(Document segment)
# Help choosing the best filter system!



## Stephjls (Sep 18, 2011)

I have a 75g aquarium that is sitting across from my waiting for me to get started, haha. I'm trying to do as much research as I can, but I keep coming up short on information about what's best for a 75g FW transitioning to SW.

Another forum suggested I use a sump, but I am so confused as to every single part I need, and where to start. It's been a real PITA to figure out every thing I need, and they didn't really give me a ton of information, just that I should use a sump... Ha.

I went to my LFS, and they suggested I just get a canister, showed my some of their top rated canisters (including the fluval G6, but I found some pretty questionable reviews). I told them I wanted to google reviews and I would be back, but it seems to have such a large review base.

So, some pointers from those who have experience would be helpful, definitely!

I'm planning on starting FW with a GSP, and raising the SG .0002 every week with water changes, until I am at full marine. Then I would like to try to add some damselfish (I've read it's a 50/50, but worth a try). My tank is 75g. 

Thank you


----------



## Reefing Madness (Aug 12, 2011)

Stephjls said:


> I have a 75g aquarium that is sitting across from my waiting for me to get started, haha. I'm trying to do as much research as I can, but I keep coming up short on information about what's best for a 75g FW transitioning to SW.
(End Document segment)
__Questions__.
#1 Answer these questions using the forum thread about choosing a filter system:
(a) What size is the aquarium the original poster has?
(b) Which canister did the LFS show that the poster found questionable reviews for?
(c) What fish does the poster hope to add after reaching full marine?
#2 From the forum thread about choosing a filter system, extract the passage starting with "I went to my" and going on through "large review base.", word for word.
#3 Write what comes next in the forum thread about choosing a filter system, picking up right after the last sentence shown.
(Record set)
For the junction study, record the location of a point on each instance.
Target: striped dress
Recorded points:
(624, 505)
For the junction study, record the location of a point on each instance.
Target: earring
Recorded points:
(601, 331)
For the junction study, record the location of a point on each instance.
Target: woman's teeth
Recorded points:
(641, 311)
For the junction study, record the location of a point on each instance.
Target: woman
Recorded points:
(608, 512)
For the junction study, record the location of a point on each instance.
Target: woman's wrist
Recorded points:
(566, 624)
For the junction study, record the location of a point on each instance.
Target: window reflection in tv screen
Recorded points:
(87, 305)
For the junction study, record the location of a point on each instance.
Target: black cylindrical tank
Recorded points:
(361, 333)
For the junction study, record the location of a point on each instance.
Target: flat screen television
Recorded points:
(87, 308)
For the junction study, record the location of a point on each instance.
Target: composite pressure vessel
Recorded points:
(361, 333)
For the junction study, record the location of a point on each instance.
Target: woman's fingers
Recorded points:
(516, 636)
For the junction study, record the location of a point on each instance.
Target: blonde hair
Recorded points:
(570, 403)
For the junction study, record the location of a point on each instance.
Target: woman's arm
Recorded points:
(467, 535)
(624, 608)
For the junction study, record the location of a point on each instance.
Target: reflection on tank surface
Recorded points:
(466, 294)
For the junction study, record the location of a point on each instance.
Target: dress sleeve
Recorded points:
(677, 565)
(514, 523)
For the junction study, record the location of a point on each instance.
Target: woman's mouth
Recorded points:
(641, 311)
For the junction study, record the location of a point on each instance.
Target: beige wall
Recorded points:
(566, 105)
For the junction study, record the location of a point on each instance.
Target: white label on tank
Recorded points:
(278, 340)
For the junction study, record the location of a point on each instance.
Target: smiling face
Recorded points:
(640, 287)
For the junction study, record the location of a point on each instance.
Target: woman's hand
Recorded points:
(End Record set)
__Per-task outputs__.
#1
(a) 75g
(b) The fluval G6
(c) Damselfish

#2
I went to my LFS, and they suggested I just get a canister, showed my some of their top rated canisters (including the fluval G6, but I found some pretty questionable reviews). I told them I wanted to google reviews and I would be back, but it seems to have such a large review base.

#3
> 
> Another forum suggested I use a sump, but I am so confused as to every single part I need, and where to start. It's been a real PITA to figure out every thing I need, and they didn't really give me a ton of information, just that I should use a sump... Ha.
> 
> ...


Why would you raise the salinity every week until your at 1.025?? Pre mix the water and salt in another container, salinity to 1.025. Let sit for 24hrs, put in tank. Put in Live Sand or Crushed Coral. Get about 20-30lbs of Live Rock and 50-60lbs of Base Rock or Macro rock, its really your choice of which. You'll need power heads to move the water around, starting at 10x the water volume, so in a 75 gallon you'll need 2 power heads, one on each end of the tank rated at 400gph each. 
You don't need a sump. Live Rock and the Sand, crushed coral will grow enough organisms to filter your water. You will need a skimmer for your tank, I would recommend one rated at twice your water volume. Need a refractometer to measure your salinity in the tank. A heater rated at 300watts would work fine. And a water test kit, you'll need to check for Ammonia, Nitrites and Nitrates for basics. I think that should do ya. I miss anything?
Water Changes in the Cycling Aquarium - The First Tank Guide - Don't Water Changes Keep the Biological Filter from Maturing?
Cycling a New Saltwater Aquarium With Fish - Tips For Making Good Tank Starter Fish Choices
How To Determine GPH Water Flow Rates of Saltwater Aquarium Pumps and Filters


----------



## Reefing Madness (Aug 12, 2011)

*welcome w-smiles


----------



## Stephjls (Sep 18, 2011)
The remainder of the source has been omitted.